* _Problem_
Copy all of the rows below word for word, but leave out the pictures.

>> begin Dataset

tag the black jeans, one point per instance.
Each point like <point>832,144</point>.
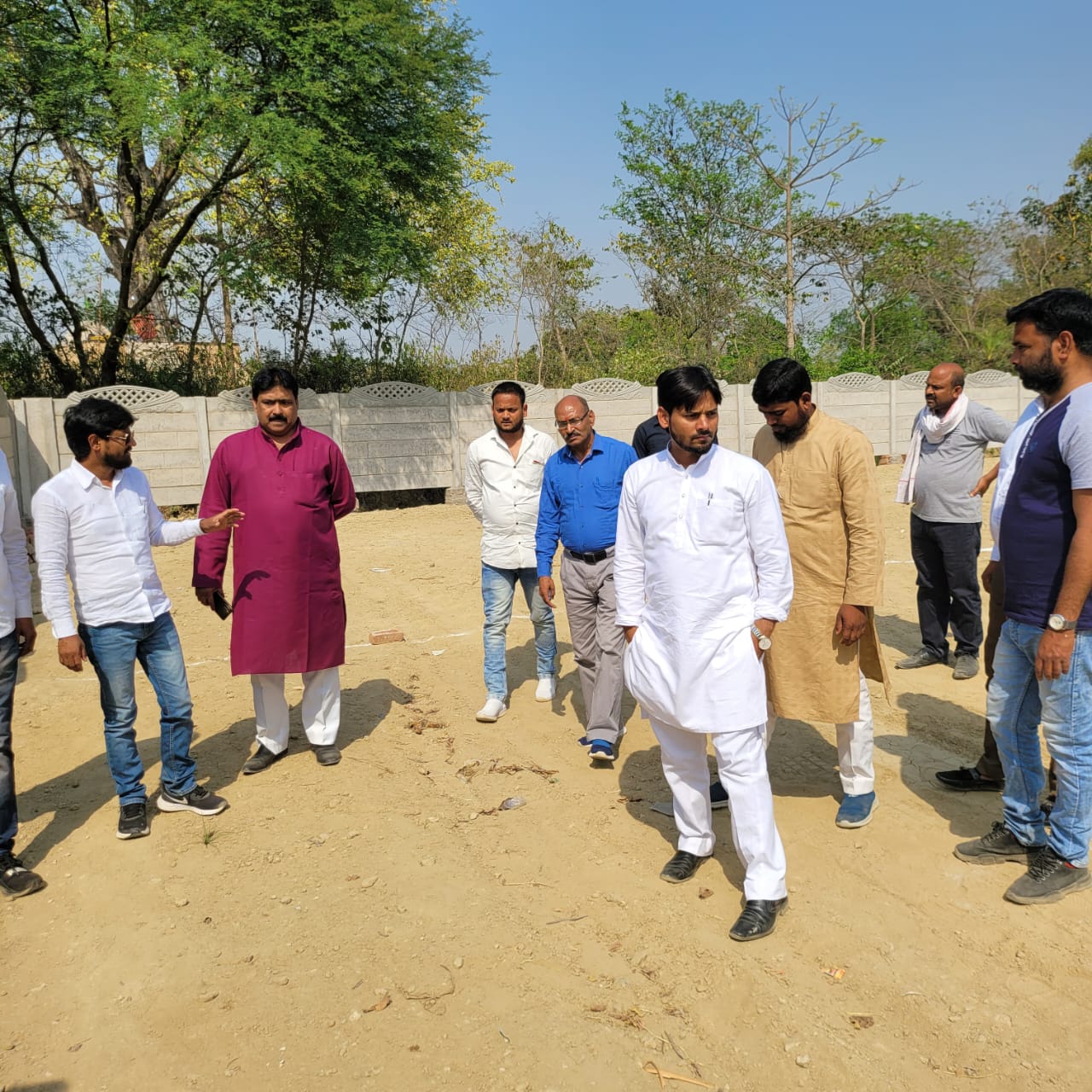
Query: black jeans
<point>946,556</point>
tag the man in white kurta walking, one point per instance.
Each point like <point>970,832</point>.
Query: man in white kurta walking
<point>701,577</point>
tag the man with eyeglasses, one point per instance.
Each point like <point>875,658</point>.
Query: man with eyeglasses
<point>96,523</point>
<point>579,507</point>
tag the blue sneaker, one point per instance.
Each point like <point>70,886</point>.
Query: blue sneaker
<point>855,810</point>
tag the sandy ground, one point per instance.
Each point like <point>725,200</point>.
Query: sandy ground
<point>381,925</point>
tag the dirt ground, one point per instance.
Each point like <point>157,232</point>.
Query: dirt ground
<point>382,925</point>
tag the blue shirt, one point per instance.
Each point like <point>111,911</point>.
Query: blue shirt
<point>579,502</point>
<point>1037,521</point>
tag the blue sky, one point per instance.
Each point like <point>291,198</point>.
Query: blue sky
<point>975,101</point>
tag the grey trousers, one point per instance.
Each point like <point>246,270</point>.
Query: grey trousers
<point>597,642</point>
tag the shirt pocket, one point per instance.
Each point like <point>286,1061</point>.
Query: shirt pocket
<point>716,521</point>
<point>815,491</point>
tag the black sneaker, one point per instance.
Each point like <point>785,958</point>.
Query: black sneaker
<point>999,845</point>
<point>132,822</point>
<point>1048,880</point>
<point>199,800</point>
<point>15,880</point>
<point>262,759</point>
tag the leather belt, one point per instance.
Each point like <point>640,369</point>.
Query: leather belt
<point>597,555</point>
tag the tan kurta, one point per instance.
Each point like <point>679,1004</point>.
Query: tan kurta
<point>831,507</point>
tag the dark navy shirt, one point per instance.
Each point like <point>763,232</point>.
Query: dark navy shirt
<point>650,437</point>
<point>579,502</point>
<point>1037,521</point>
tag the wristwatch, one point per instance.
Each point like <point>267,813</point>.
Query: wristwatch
<point>1060,624</point>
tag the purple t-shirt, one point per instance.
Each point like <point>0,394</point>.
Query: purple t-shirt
<point>1037,522</point>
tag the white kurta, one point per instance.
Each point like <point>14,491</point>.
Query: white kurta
<point>700,554</point>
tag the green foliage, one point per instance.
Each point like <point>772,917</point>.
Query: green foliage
<point>131,120</point>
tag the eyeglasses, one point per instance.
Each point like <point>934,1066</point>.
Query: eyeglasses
<point>572,423</point>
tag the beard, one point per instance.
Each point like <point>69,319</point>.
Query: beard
<point>118,462</point>
<point>1042,375</point>
<point>791,435</point>
<point>698,444</point>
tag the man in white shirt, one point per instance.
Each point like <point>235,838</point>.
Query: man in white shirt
<point>503,479</point>
<point>96,522</point>
<point>701,577</point>
<point>16,639</point>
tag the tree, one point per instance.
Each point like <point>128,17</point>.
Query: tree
<point>553,274</point>
<point>816,148</point>
<point>123,123</point>
<point>690,205</point>
<point>1063,229</point>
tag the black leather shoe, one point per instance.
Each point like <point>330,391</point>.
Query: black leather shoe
<point>262,759</point>
<point>966,780</point>
<point>682,867</point>
<point>326,753</point>
<point>758,919</point>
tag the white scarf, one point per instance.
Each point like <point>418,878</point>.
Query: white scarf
<point>934,429</point>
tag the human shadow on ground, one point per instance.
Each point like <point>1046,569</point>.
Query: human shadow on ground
<point>899,634</point>
<point>799,759</point>
<point>73,798</point>
<point>942,735</point>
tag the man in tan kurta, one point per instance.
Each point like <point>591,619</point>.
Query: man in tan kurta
<point>817,669</point>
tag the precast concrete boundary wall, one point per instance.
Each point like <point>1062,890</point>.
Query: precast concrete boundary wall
<point>400,436</point>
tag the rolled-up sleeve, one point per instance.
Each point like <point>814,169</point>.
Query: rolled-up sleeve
<point>51,546</point>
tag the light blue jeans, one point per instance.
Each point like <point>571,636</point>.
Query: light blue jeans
<point>1016,703</point>
<point>113,651</point>
<point>498,590</point>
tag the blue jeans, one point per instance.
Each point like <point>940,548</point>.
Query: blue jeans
<point>9,669</point>
<point>498,590</point>
<point>113,651</point>
<point>1016,703</point>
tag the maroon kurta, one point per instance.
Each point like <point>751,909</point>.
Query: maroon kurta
<point>289,611</point>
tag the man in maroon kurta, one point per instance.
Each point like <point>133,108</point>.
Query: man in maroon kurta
<point>288,611</point>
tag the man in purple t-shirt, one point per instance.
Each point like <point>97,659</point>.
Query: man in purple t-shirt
<point>1043,663</point>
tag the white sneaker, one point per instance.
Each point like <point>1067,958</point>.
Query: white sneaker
<point>546,688</point>
<point>492,710</point>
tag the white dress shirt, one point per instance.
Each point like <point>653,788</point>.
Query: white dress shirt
<point>1005,468</point>
<point>503,495</point>
<point>102,537</point>
<point>15,568</point>
<point>700,555</point>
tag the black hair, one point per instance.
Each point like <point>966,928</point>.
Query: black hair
<point>781,380</point>
<point>1056,311</point>
<point>269,378</point>
<point>508,386</point>
<point>93,417</point>
<point>681,388</point>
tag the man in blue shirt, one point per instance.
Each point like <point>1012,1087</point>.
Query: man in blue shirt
<point>1043,663</point>
<point>579,506</point>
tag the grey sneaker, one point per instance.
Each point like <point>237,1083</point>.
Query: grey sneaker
<point>967,667</point>
<point>921,659</point>
<point>15,880</point>
<point>132,822</point>
<point>1048,880</point>
<point>199,800</point>
<point>999,845</point>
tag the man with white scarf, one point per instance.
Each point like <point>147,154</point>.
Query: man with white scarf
<point>701,577</point>
<point>939,476</point>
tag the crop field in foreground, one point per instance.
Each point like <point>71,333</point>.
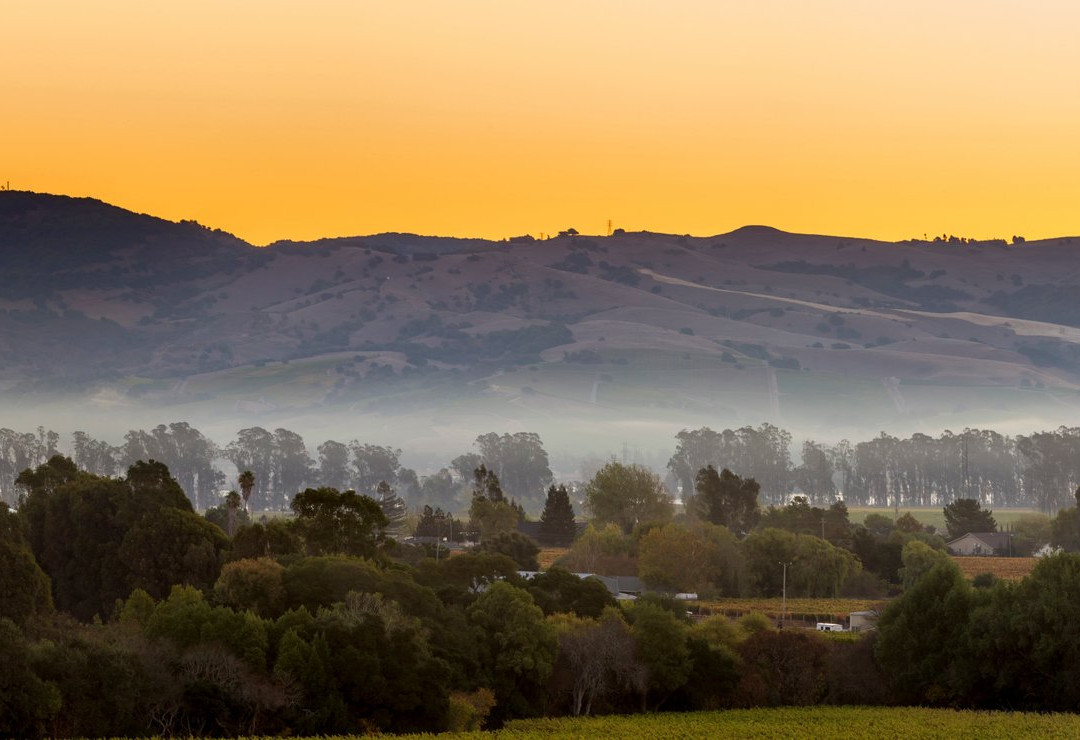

>> end Dataset

* _Answer below_
tag the black jeans, one point per instance.
Each point like <point>832,144</point>.
Query: black jeans
<point>946,556</point>
tag the man in white kurta walking, one point per instance.
Each point like <point>970,832</point>.
Query: man in white kurta walking
<point>701,577</point>
tag the man with eyeglasses, one point per instance.
Each point like <point>875,658</point>.
Query: man with eyeglasses
<point>96,523</point>
<point>579,507</point>
tag the blue sneaker, one point per instance.
Each point like <point>70,886</point>.
Query: blue sneaker
<point>855,810</point>
tag the sandy ground, one point per instance.
Each point like <point>725,200</point>.
Query: sandy ground
<point>381,925</point>
tag the dirt ground, one point per instance.
Each point like <point>157,232</point>.
Query: dirt ground
<point>382,925</point>
tag the blue shirt, one point per instance.
Each point like <point>111,911</point>.
Query: blue shirt
<point>579,502</point>
<point>1037,521</point>
tag the blue sky, one point per instance.
Each point like <point>291,198</point>.
Query: blue sky
<point>975,101</point>
tag the grey trousers, one point per instance.
Each point like <point>246,270</point>.
Query: grey trousers
<point>597,642</point>
tag the shirt pocket, one point per instance.
Each point like <point>286,1061</point>.
Query: shirt pocket
<point>716,521</point>
<point>815,491</point>
tag the black sneaker, one point per instance.
Each point like <point>785,958</point>.
Query: black sneaker
<point>999,845</point>
<point>132,822</point>
<point>1048,880</point>
<point>199,800</point>
<point>15,880</point>
<point>262,759</point>
tag the leather belt, one point per instance.
Each point like <point>640,369</point>.
Query: leather belt
<point>597,555</point>
tag the tan kurta, one point per instance.
Each point like <point>679,1004</point>.
Query: tan kurta
<point>831,507</point>
tag the dark navy shirt, one point per instance.
Each point like <point>763,232</point>.
Query: dark navy shirt
<point>650,437</point>
<point>579,502</point>
<point>1037,521</point>
tag the wristwatch, one point per instance.
Each point like <point>267,813</point>.
Query: wristwatch
<point>1060,624</point>
tag the purple t-shirt, one point per instance.
Each point like <point>0,394</point>.
Query: purple t-shirt
<point>1037,522</point>
tag the white kurta, one point per instance.
Each point like <point>14,491</point>.
Query: white kurta
<point>700,554</point>
tag the green foliage, one point per instance.
Each point like <point>772,917</point>.
Query: green foliage
<point>131,120</point>
tag the eyeglasses, one point per instance.
Each point like <point>934,1066</point>.
Query: eyeglasses
<point>572,423</point>
tag the beard, one point per instance.
Each point like <point>69,319</point>.
Query: beard
<point>118,462</point>
<point>1042,375</point>
<point>791,435</point>
<point>698,444</point>
tag the man in white shirt, one point per instance.
Each point like <point>235,838</point>.
Query: man in white shirt
<point>503,479</point>
<point>96,522</point>
<point>701,577</point>
<point>16,639</point>
tag the tree, one point per instance.
Each point like <point>128,17</point>.
Query: tree
<point>553,274</point>
<point>816,148</point>
<point>123,123</point>
<point>690,205</point>
<point>1063,229</point>
tag the black leather shoe, one point per instance.
Each point like <point>330,391</point>.
Query: black leather shoe
<point>262,759</point>
<point>966,780</point>
<point>682,867</point>
<point>326,753</point>
<point>758,919</point>
tag the white scarf, one point per instance.
Each point like <point>418,878</point>.
Query: white scarf
<point>934,429</point>
tag the human shadow on ground, one point per instance.
Each point like <point>1046,569</point>.
Query: human shadow on ground
<point>899,634</point>
<point>799,759</point>
<point>73,798</point>
<point>942,735</point>
tag the man in tan kurta, one point per instance.
Each point like <point>591,619</point>.
Query: man in tan kurta
<point>817,669</point>
tag the precast concrete boundary wall, one point per instance.
Each point like <point>1062,890</point>.
Query: precast concrete boundary wall
<point>400,436</point>
tag the rolled-up sleeve, one point per instance.
Each point like <point>814,169</point>.
Query: rolled-up sleeve
<point>51,546</point>
tag the light blue jeans, one point per instance.
Each point like <point>571,636</point>.
Query: light blue jeans
<point>1016,703</point>
<point>113,651</point>
<point>498,590</point>
tag the blue jeans, one point per instance.
Each point like <point>940,548</point>.
Query: blue jeans
<point>9,669</point>
<point>498,590</point>
<point>113,651</point>
<point>1016,703</point>
tag the maroon kurta, one point per instance.
Each point like <point>751,909</point>.
Query: maroon kurta
<point>289,611</point>
tag the man in maroon kurta, one point per instance.
Each point like <point>133,108</point>.
Query: man in maroon kurta
<point>288,611</point>
tag the man in purple t-shirt, one point per instance.
Each point like <point>97,659</point>.
Query: man in purple t-shirt
<point>1043,663</point>
tag the white sneaker, one point per instance.
Each point like <point>1067,958</point>.
Query: white sneaker
<point>546,688</point>
<point>492,710</point>
tag the white dress shirt, one point per instance.
Each point like <point>653,788</point>.
Query: white dress shirt
<point>1005,468</point>
<point>503,495</point>
<point>102,537</point>
<point>15,568</point>
<point>700,555</point>
tag the black hair, one point per instance.
Each point like <point>966,928</point>.
Query: black hair
<point>781,380</point>
<point>1056,311</point>
<point>269,378</point>
<point>508,386</point>
<point>93,417</point>
<point>681,388</point>
tag the man in blue shirt, one point per instance.
Each point like <point>1012,1087</point>.
Query: man in blue shirt
<point>1043,663</point>
<point>579,506</point>
tag the grey sneaker, one point per instance.
Each point like <point>237,1083</point>.
Query: grey sneaker
<point>967,667</point>
<point>921,659</point>
<point>15,880</point>
<point>132,822</point>
<point>1048,880</point>
<point>199,800</point>
<point>999,845</point>
tag the man with white scarf, one point per instance.
Each point like <point>147,154</point>.
Query: man with white scarf
<point>701,577</point>
<point>939,476</point>
tag the crop field in foreground, one point per instance.
Each point like <point>71,333</point>.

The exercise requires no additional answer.